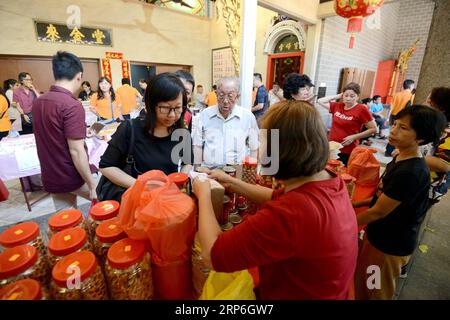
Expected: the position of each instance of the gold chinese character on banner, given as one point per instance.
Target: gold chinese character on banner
(98, 36)
(77, 35)
(52, 34)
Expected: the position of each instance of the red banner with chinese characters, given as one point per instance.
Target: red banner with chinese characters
(106, 66)
(125, 69)
(114, 55)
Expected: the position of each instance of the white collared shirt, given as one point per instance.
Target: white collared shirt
(226, 141)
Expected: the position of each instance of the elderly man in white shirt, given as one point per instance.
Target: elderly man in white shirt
(226, 133)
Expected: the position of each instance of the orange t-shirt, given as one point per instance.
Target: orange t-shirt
(211, 99)
(103, 106)
(128, 97)
(400, 100)
(5, 124)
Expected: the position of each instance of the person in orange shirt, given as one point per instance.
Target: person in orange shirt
(5, 123)
(211, 98)
(399, 102)
(105, 103)
(128, 96)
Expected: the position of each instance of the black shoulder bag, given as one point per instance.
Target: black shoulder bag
(107, 190)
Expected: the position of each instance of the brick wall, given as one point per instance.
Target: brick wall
(414, 23)
(371, 46)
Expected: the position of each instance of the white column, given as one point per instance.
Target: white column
(248, 51)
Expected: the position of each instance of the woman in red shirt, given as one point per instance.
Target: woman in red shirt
(304, 237)
(348, 117)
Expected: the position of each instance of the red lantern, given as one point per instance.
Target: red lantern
(355, 11)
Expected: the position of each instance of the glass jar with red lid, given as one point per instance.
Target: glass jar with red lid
(102, 211)
(78, 277)
(25, 289)
(23, 233)
(128, 271)
(181, 180)
(22, 262)
(107, 233)
(66, 219)
(66, 242)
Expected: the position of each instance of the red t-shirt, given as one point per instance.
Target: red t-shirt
(347, 122)
(304, 242)
(57, 116)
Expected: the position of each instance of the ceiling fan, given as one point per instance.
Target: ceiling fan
(181, 2)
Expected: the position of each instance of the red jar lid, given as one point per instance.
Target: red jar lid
(249, 161)
(65, 219)
(179, 178)
(25, 289)
(105, 210)
(84, 260)
(67, 241)
(19, 234)
(109, 231)
(125, 253)
(347, 178)
(16, 260)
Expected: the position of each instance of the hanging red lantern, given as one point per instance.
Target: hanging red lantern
(355, 11)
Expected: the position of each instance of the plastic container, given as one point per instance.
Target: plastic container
(107, 233)
(66, 219)
(181, 180)
(22, 262)
(66, 242)
(25, 289)
(90, 285)
(23, 233)
(102, 211)
(128, 271)
(350, 183)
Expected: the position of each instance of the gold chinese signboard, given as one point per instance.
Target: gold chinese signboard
(60, 33)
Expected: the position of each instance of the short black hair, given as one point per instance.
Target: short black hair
(407, 84)
(186, 76)
(164, 87)
(428, 123)
(440, 99)
(22, 76)
(294, 82)
(66, 65)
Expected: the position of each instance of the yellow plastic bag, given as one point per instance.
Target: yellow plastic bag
(228, 286)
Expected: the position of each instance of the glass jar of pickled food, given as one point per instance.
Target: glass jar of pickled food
(66, 242)
(23, 233)
(25, 289)
(22, 262)
(102, 211)
(66, 219)
(78, 277)
(128, 271)
(107, 233)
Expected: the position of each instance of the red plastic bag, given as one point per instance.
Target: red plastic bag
(154, 209)
(364, 166)
(4, 193)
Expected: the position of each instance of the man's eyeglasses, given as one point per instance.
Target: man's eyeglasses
(229, 96)
(167, 110)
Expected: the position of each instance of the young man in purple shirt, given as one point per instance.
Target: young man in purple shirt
(60, 130)
(24, 96)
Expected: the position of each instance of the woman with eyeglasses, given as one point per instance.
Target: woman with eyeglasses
(165, 101)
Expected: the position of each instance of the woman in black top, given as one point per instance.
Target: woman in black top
(87, 92)
(165, 101)
(399, 205)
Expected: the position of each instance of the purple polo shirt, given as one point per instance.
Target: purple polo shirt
(57, 116)
(25, 100)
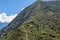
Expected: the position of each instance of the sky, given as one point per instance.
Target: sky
(10, 8)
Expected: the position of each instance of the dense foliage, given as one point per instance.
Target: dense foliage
(39, 21)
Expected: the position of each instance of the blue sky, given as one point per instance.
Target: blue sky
(13, 6)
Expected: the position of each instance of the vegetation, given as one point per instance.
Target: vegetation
(39, 21)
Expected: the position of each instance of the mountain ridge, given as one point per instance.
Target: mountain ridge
(41, 20)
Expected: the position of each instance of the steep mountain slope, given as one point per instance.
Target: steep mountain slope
(39, 21)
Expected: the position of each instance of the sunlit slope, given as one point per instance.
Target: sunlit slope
(41, 21)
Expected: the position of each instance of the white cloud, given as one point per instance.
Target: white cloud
(4, 18)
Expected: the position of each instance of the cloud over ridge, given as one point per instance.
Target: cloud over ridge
(6, 19)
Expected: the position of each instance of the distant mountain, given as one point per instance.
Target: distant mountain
(39, 21)
(3, 25)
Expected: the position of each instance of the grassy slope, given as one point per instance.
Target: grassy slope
(42, 24)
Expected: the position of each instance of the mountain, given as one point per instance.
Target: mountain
(2, 25)
(39, 21)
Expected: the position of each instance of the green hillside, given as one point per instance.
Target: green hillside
(39, 21)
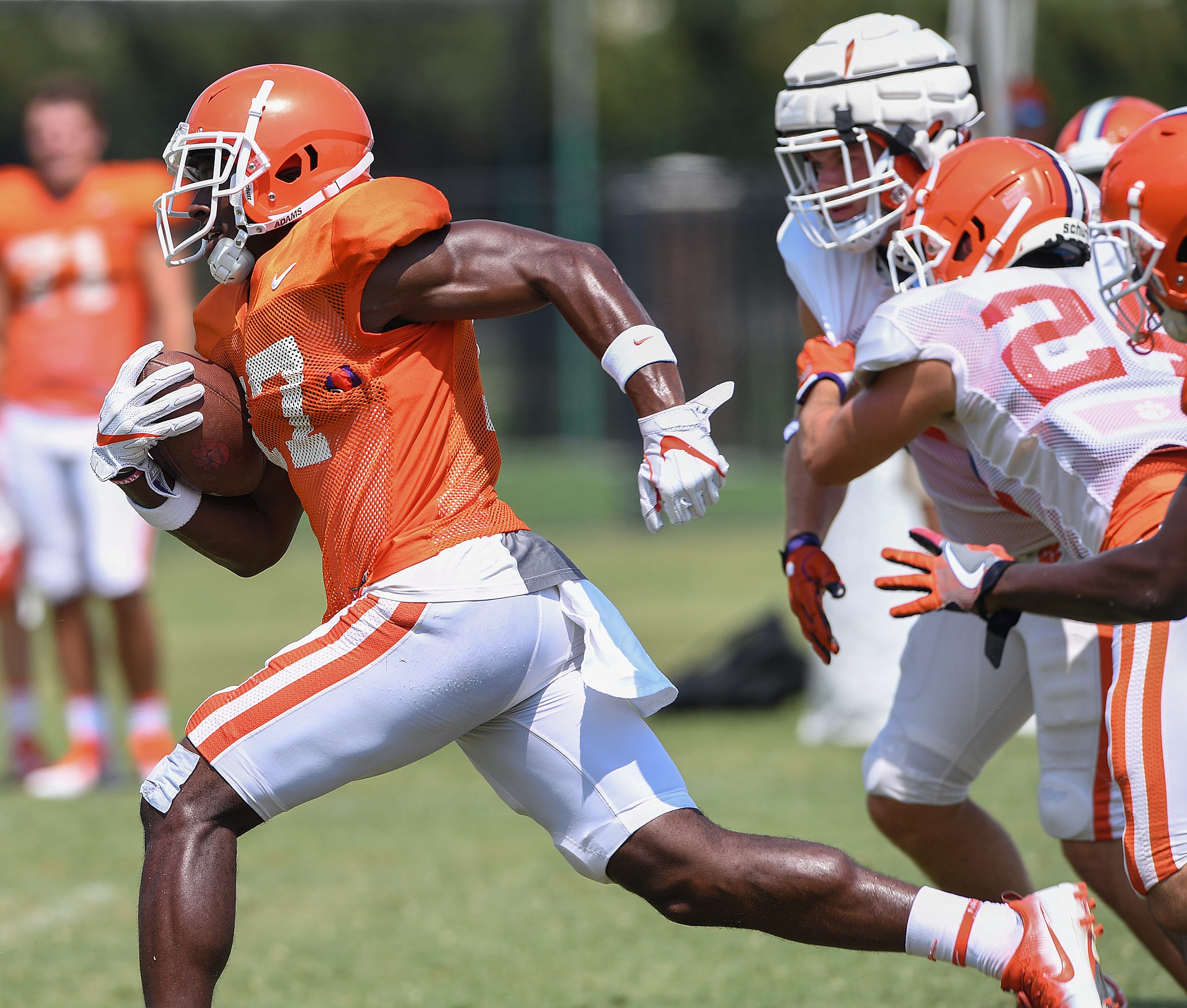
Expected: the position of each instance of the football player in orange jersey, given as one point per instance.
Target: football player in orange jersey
(84, 286)
(346, 315)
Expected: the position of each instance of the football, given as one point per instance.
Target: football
(220, 456)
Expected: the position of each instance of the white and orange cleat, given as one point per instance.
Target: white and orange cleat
(149, 748)
(76, 773)
(1057, 965)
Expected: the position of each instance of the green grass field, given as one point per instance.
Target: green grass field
(422, 887)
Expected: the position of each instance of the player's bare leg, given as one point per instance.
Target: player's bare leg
(82, 765)
(75, 646)
(1168, 903)
(960, 848)
(188, 890)
(150, 739)
(21, 704)
(136, 635)
(697, 873)
(1102, 865)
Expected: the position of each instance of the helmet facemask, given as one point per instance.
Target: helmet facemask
(225, 164)
(1125, 256)
(914, 254)
(880, 193)
(228, 165)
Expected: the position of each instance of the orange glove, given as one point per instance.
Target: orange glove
(810, 574)
(954, 575)
(818, 360)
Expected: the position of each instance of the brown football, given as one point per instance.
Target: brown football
(220, 456)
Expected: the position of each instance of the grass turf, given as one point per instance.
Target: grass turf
(422, 888)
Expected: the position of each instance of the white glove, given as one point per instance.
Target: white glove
(683, 470)
(130, 425)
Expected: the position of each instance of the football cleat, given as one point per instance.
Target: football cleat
(25, 757)
(1115, 998)
(149, 748)
(1055, 965)
(76, 773)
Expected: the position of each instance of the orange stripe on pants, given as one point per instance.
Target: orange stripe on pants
(345, 623)
(1117, 745)
(1102, 784)
(1152, 754)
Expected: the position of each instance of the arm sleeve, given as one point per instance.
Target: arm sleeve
(144, 183)
(883, 346)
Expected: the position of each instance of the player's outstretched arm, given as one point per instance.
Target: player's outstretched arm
(1143, 583)
(490, 270)
(245, 535)
(838, 443)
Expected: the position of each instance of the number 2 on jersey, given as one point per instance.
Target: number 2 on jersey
(1042, 374)
(284, 360)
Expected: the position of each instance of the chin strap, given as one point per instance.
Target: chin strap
(229, 262)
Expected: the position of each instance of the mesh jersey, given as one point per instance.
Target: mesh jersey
(386, 436)
(74, 279)
(1053, 403)
(843, 290)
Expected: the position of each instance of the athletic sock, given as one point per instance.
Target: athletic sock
(962, 931)
(21, 710)
(85, 719)
(147, 714)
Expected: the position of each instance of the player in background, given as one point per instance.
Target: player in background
(1025, 368)
(84, 286)
(1144, 223)
(1089, 139)
(25, 753)
(447, 619)
(847, 197)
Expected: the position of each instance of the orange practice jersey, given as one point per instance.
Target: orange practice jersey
(76, 296)
(386, 436)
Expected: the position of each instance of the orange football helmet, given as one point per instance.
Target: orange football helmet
(987, 206)
(1096, 131)
(1140, 245)
(276, 141)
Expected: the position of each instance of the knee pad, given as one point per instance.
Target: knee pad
(1065, 805)
(162, 785)
(895, 767)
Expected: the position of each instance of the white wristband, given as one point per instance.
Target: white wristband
(637, 348)
(175, 512)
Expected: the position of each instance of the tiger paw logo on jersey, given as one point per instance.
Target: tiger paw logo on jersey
(342, 379)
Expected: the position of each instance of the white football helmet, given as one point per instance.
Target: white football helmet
(892, 92)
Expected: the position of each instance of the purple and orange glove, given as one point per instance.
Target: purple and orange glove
(821, 360)
(810, 574)
(955, 576)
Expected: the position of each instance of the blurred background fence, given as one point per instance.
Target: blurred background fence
(645, 125)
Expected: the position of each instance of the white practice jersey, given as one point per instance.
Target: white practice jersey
(1054, 405)
(843, 290)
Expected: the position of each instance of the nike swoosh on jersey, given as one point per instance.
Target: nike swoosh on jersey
(277, 280)
(966, 577)
(102, 441)
(1069, 970)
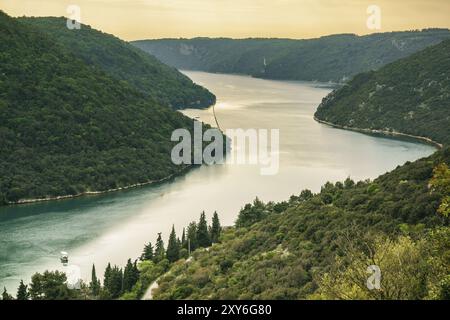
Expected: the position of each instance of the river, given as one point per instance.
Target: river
(113, 227)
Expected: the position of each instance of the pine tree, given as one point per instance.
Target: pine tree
(159, 250)
(183, 240)
(107, 277)
(147, 254)
(94, 285)
(6, 295)
(136, 273)
(216, 229)
(22, 292)
(191, 241)
(173, 249)
(128, 276)
(203, 238)
(115, 284)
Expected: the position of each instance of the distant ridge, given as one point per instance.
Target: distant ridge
(334, 58)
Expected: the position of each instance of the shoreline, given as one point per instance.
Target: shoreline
(382, 132)
(93, 193)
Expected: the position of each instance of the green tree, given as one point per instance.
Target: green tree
(22, 291)
(147, 254)
(191, 237)
(173, 249)
(159, 249)
(94, 285)
(115, 283)
(203, 238)
(129, 276)
(49, 286)
(107, 278)
(440, 182)
(183, 239)
(6, 295)
(216, 229)
(251, 213)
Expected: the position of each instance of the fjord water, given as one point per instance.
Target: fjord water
(113, 227)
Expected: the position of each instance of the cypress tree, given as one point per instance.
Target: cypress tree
(159, 249)
(128, 276)
(183, 240)
(173, 249)
(147, 254)
(94, 285)
(135, 273)
(203, 238)
(107, 277)
(191, 240)
(116, 282)
(216, 229)
(22, 292)
(6, 295)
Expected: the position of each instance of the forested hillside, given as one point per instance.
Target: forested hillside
(330, 58)
(411, 96)
(318, 246)
(125, 62)
(68, 127)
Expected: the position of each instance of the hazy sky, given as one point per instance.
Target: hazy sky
(142, 19)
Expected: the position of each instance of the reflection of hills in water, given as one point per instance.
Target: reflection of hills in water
(113, 227)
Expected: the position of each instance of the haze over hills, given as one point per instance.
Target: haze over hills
(330, 58)
(123, 61)
(318, 246)
(411, 95)
(68, 127)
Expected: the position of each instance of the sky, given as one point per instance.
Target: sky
(298, 19)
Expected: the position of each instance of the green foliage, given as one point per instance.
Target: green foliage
(441, 183)
(68, 127)
(284, 255)
(94, 285)
(6, 295)
(410, 269)
(160, 252)
(147, 254)
(251, 213)
(130, 276)
(203, 236)
(411, 96)
(50, 286)
(216, 229)
(329, 58)
(22, 291)
(125, 62)
(173, 247)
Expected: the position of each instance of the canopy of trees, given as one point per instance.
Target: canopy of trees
(410, 96)
(67, 127)
(312, 246)
(123, 61)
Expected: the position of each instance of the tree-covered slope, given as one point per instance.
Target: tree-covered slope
(330, 58)
(411, 95)
(67, 127)
(286, 250)
(125, 62)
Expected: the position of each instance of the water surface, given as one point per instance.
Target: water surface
(114, 227)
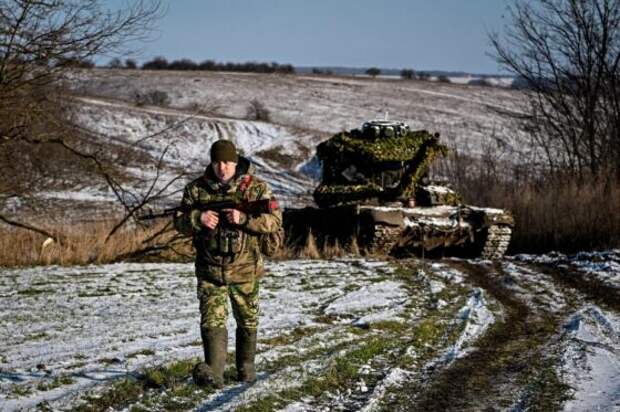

- - - -

◆ **What the task requires**: Please print, unchanged, every line from the one containing "Expected: the position of each instance of the forested" through the last line, and leave the pictures out.

◆ **Output of the exercise**:
Expected: the position of each instance of the forested hillside, given as one point per instance.
Target: forested hillside
(330, 58)
(411, 96)
(318, 246)
(125, 62)
(68, 127)
Expected: the position of each instance of the hazy sky, given as one point per instance.
Target: hazy sky
(142, 19)
Expected: the position of each instance of the reflection of hills in water, given as one point per instance.
Target: reflection of hills in water
(113, 227)
Expected: the position of each instance of the haze over hills, given as one point per instance.
Target: haze over hills
(330, 58)
(123, 61)
(318, 246)
(411, 95)
(68, 127)
Expected: the position of each instance of the sky, given as one point per instance.
Target: sky
(298, 19)
Expected: the position of each instance of the green foliage, given as one point per instance.
Target: green foliage
(441, 183)
(68, 127)
(284, 255)
(94, 285)
(6, 295)
(410, 269)
(160, 252)
(147, 254)
(251, 213)
(130, 276)
(203, 236)
(411, 96)
(50, 286)
(216, 229)
(329, 58)
(22, 291)
(125, 62)
(173, 247)
Expected: the position of each instance of the canopy of trees, given as one point per instance.
Target: canopy of trees
(410, 96)
(67, 127)
(312, 246)
(123, 61)
Expected: the position of each instance of the tree-covered slope, given as one point per instance.
Target: tree-covered slope
(330, 58)
(411, 95)
(67, 127)
(286, 250)
(125, 62)
Expected: the position of each instance of the water surface, given as one point per instance.
Target: water surface
(114, 227)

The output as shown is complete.